— GIVEN EXERCISE —
Carry on the speech about cuts to one-parent family payments, starting after its final sentence.

— SUPPLIED TEXT —
Lone parents are one of the few minority groups that society forgets. They are predominantly women who act as both mother and father to the future of our nation. Since 2012, these people have been particularly targeted for regressive cuts to allowances and social welfare payments. The impact of this is severe. I believe it will have dire consequences for society. These parents, who should be viewed as champions, stand to lose vast amounts of income because they work. This loss in income will result in them being financially unable to provide for their children. It is the children who will suffer. Extracurricular activities will be sacrificed and spending on essential clothing will be reduced. The few rare treats that these children get, like a day out or a trip to the cinema, will become a thing of the past.

Children need social skills. These cuts will see children become socially isolated. Their self-esteem and confidence will suffer. This will have further social impacts for the State as the children of one-parent families mature and realise that the State views them as less than the children of two-parent families. They will see the State punish their parents for working. They will become latchkey kids as a result of this measure. They will see themselves stigmatised, which is most worrying. Stigma should have no place in today's society. The cuts in one-parent family payments have inadvertently caused stigma. They have brought us back to the days when the child of a single woman was considered in a certain way. I will not use the word because there are children in the Visitors Gallery. I doubt that this was the Tánaiste's intention when she made these decisions, but it has become the outcome.

— ENTRIES —
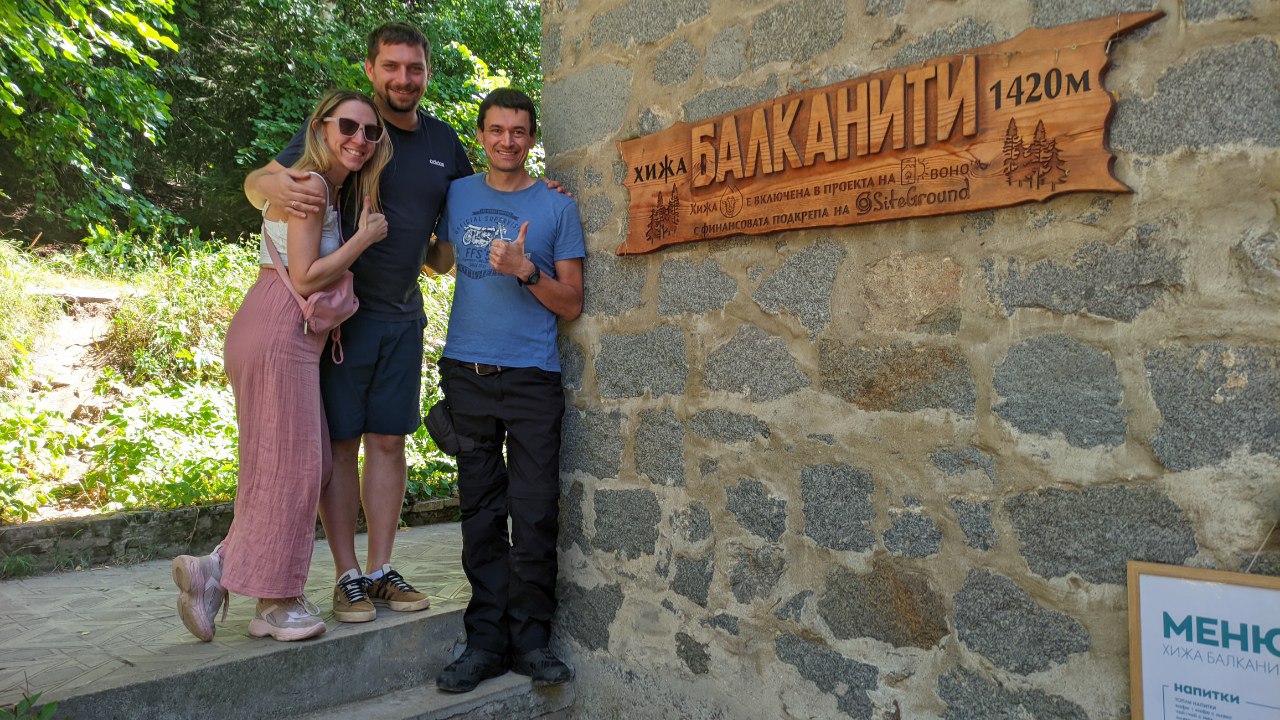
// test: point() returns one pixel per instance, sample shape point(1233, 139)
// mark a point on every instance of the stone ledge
point(137, 536)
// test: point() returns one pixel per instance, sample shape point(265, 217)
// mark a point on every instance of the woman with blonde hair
point(273, 363)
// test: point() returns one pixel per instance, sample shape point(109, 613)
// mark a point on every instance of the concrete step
point(508, 697)
point(106, 643)
point(287, 679)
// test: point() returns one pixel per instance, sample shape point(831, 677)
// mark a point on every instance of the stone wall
point(897, 470)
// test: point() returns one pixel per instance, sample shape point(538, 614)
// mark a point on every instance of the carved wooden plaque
point(1002, 124)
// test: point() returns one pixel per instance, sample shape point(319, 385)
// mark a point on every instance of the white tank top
point(330, 233)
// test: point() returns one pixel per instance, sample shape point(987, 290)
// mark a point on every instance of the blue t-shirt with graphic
point(494, 320)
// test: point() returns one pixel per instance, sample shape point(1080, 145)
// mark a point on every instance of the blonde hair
point(316, 156)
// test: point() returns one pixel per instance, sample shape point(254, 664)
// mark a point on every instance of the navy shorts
point(376, 387)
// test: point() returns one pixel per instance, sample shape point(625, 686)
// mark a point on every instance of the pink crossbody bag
point(324, 310)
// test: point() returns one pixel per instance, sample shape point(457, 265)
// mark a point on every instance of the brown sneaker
point(351, 598)
point(392, 591)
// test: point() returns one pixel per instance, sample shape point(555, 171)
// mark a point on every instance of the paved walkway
point(109, 627)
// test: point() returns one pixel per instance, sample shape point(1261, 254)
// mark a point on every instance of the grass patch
point(173, 328)
point(168, 434)
point(17, 566)
point(24, 318)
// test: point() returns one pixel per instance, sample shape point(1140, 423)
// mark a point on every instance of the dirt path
point(64, 370)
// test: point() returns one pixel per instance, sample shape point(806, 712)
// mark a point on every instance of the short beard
point(407, 108)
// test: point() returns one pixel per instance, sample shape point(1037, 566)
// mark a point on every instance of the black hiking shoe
point(543, 666)
point(464, 674)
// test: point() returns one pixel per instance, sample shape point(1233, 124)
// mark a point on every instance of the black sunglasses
point(348, 127)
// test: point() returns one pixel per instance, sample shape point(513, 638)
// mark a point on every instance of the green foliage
point(430, 472)
point(23, 317)
point(108, 249)
point(168, 437)
point(173, 329)
point(77, 101)
point(248, 74)
point(17, 566)
point(163, 447)
point(28, 709)
point(33, 447)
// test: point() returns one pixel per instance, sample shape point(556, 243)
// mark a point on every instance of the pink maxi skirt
point(284, 455)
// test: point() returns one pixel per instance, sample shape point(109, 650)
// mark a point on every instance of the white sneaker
point(201, 593)
point(291, 619)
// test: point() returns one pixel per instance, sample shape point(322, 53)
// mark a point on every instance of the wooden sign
point(1002, 124)
point(1203, 645)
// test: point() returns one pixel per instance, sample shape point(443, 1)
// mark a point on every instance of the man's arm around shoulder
point(284, 188)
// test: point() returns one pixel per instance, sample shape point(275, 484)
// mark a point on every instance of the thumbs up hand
point(508, 256)
point(374, 224)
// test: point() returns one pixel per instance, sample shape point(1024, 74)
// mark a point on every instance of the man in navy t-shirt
point(519, 249)
point(374, 393)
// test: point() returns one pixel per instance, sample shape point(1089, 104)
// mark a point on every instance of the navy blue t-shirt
point(414, 187)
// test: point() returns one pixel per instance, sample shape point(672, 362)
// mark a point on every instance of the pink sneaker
point(292, 619)
point(200, 592)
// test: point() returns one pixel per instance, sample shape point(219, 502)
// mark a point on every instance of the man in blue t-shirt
point(374, 393)
point(519, 249)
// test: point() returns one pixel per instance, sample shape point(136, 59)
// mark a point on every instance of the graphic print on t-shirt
point(475, 233)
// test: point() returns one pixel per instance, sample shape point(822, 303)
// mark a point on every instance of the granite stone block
point(584, 108)
point(720, 100)
point(612, 285)
point(572, 524)
point(592, 442)
point(1116, 282)
point(1095, 532)
point(659, 449)
point(1206, 103)
point(757, 509)
point(1052, 13)
point(914, 534)
point(846, 679)
point(890, 605)
point(757, 364)
point(644, 21)
point(837, 506)
point(676, 64)
point(694, 578)
point(588, 613)
point(722, 425)
point(572, 363)
point(693, 654)
point(958, 461)
point(757, 572)
point(650, 363)
point(1000, 620)
point(1056, 383)
point(899, 378)
point(693, 524)
point(1215, 400)
point(964, 35)
point(974, 519)
point(693, 287)
point(796, 31)
point(626, 522)
point(803, 286)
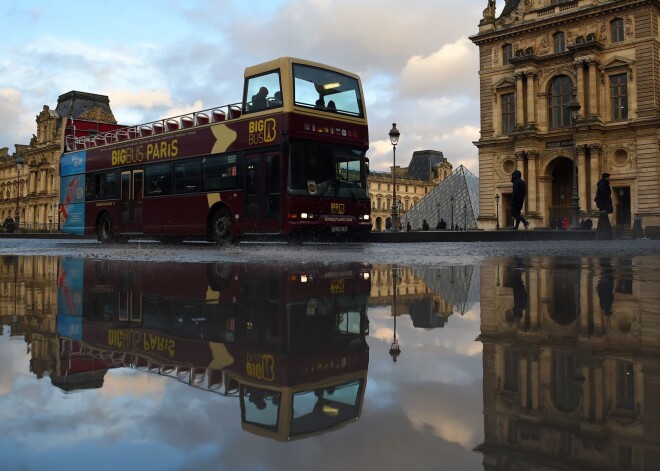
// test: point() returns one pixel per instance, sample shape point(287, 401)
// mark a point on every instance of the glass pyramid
point(462, 211)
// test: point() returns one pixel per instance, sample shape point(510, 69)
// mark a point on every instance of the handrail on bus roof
point(188, 120)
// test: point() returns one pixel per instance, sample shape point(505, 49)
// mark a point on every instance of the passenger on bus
point(259, 100)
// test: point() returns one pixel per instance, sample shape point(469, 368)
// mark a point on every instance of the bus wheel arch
point(221, 227)
point(104, 227)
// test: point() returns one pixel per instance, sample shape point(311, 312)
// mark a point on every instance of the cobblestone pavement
point(437, 253)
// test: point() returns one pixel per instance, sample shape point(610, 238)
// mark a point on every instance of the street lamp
point(394, 139)
point(19, 166)
point(395, 348)
point(451, 200)
point(573, 107)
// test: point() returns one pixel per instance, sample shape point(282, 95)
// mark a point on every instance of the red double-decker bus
point(290, 159)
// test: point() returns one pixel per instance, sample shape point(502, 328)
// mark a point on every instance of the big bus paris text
point(289, 160)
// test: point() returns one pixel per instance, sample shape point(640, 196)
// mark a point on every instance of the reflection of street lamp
point(395, 349)
point(573, 107)
point(19, 166)
point(451, 200)
point(394, 139)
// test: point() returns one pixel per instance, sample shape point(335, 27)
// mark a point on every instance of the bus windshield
point(327, 90)
point(326, 170)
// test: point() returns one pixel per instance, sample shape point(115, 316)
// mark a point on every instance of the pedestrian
point(518, 199)
point(603, 197)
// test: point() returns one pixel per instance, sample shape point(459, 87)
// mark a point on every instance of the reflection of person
point(605, 287)
point(603, 197)
point(518, 198)
point(259, 100)
point(519, 294)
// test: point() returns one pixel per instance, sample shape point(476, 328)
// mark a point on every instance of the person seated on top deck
point(259, 101)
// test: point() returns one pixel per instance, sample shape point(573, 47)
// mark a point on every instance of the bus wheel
point(220, 232)
point(104, 229)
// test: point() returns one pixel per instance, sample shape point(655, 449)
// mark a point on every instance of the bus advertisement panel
point(289, 160)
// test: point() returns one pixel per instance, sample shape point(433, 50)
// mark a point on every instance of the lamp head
point(394, 135)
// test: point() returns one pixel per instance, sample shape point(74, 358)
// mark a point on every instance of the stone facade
point(427, 168)
point(532, 59)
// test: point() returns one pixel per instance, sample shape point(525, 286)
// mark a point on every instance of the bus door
point(131, 200)
point(262, 194)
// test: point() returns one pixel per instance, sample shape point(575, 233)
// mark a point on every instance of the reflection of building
point(427, 168)
point(531, 59)
point(28, 304)
point(571, 375)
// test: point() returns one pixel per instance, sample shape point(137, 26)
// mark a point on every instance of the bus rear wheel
point(104, 229)
point(221, 230)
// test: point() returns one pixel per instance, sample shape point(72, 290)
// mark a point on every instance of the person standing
point(518, 198)
point(603, 197)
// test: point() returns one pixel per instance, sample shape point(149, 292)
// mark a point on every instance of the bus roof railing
point(188, 120)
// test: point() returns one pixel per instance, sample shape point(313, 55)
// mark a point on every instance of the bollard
point(604, 229)
point(638, 232)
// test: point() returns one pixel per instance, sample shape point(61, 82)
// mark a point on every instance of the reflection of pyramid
point(463, 186)
point(459, 286)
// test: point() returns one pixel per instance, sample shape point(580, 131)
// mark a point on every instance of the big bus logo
point(261, 131)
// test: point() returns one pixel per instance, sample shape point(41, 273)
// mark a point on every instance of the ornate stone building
point(33, 191)
point(427, 168)
point(533, 58)
point(571, 374)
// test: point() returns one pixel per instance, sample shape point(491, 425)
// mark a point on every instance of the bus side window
point(158, 179)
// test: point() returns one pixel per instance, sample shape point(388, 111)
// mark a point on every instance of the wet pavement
point(442, 356)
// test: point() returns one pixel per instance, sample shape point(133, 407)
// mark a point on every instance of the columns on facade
point(530, 76)
point(579, 68)
point(594, 162)
point(520, 99)
point(582, 175)
point(593, 87)
point(532, 185)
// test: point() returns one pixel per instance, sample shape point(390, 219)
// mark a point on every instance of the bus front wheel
point(104, 229)
point(221, 227)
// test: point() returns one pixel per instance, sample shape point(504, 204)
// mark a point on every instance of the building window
point(619, 96)
point(559, 42)
point(560, 94)
point(616, 26)
point(507, 53)
point(508, 113)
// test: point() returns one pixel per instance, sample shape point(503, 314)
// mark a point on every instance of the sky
point(156, 59)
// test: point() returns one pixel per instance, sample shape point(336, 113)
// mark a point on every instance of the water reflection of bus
point(290, 343)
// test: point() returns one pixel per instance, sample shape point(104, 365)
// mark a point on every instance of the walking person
point(518, 199)
point(603, 201)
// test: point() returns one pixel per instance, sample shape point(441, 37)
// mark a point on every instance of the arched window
point(559, 41)
point(560, 94)
point(616, 26)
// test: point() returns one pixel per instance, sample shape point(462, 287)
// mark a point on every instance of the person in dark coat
point(518, 199)
point(603, 197)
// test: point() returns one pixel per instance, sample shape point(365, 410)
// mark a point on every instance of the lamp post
point(394, 139)
point(395, 348)
point(573, 107)
point(19, 166)
point(451, 200)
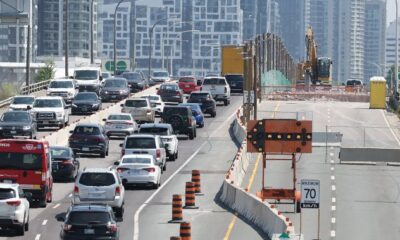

— EXPECTED ANSWER —
Everything I have said so far is a reflection of the views of a single parent who has written to me about her own personal circumstances. Like every Senator who has spoken on both sides of the House, I am concerned about this issue. Like others, I have received countless e-mails from people who will lose up to €142 per week. It is simply not good enough. The single parent who wrote to me referred to another payment and said that if these cuts are not reversed, lone parents will be in even worse financial circumstances two years from now. The back to work family dividend will have expired and they will no longer be eligible for jobseekers' transitional payments. Therefore, she argues, these people will stand to lose a minimum of a further €90 a week. The woman who wrote to me also pointed out that the €60 offset is not available unless one is working three days a week. If one is working just one day a week, the offset does not apply and one gets just €20.

As I have said, the website of the Department of Social Protection shows the problem with the lone parents' payments that are coming on stream. The European Anti-Poverty Network Ireland has issued a position paper on activation as it applies to lone parents. I do not think I will have time to go through each of the ten recommendations in the position paper, but I will mention some of them. According to the network, the Government should:

...pause and review the rollout of the reform of the OFP so that the underlying problems can be addressed. Reform should only progress if it can be properly resourced so it can be successful for one-parent families.

As the Minister of State has been here for two hours, I will hand him a copy of the other nine recommendations that are set out in the position paper. I ask him to address them back to me through his office so that I can go back to the parent who gave them to me. I thank him for his time. I sincerely hope that when he walks out of here today, he will have lost a vote and will have to tell his senior colleague, the Tánaiste, that she needs to wake up because the country is screaming that this has failed. The Government needs to back out of this flop now before it damages families.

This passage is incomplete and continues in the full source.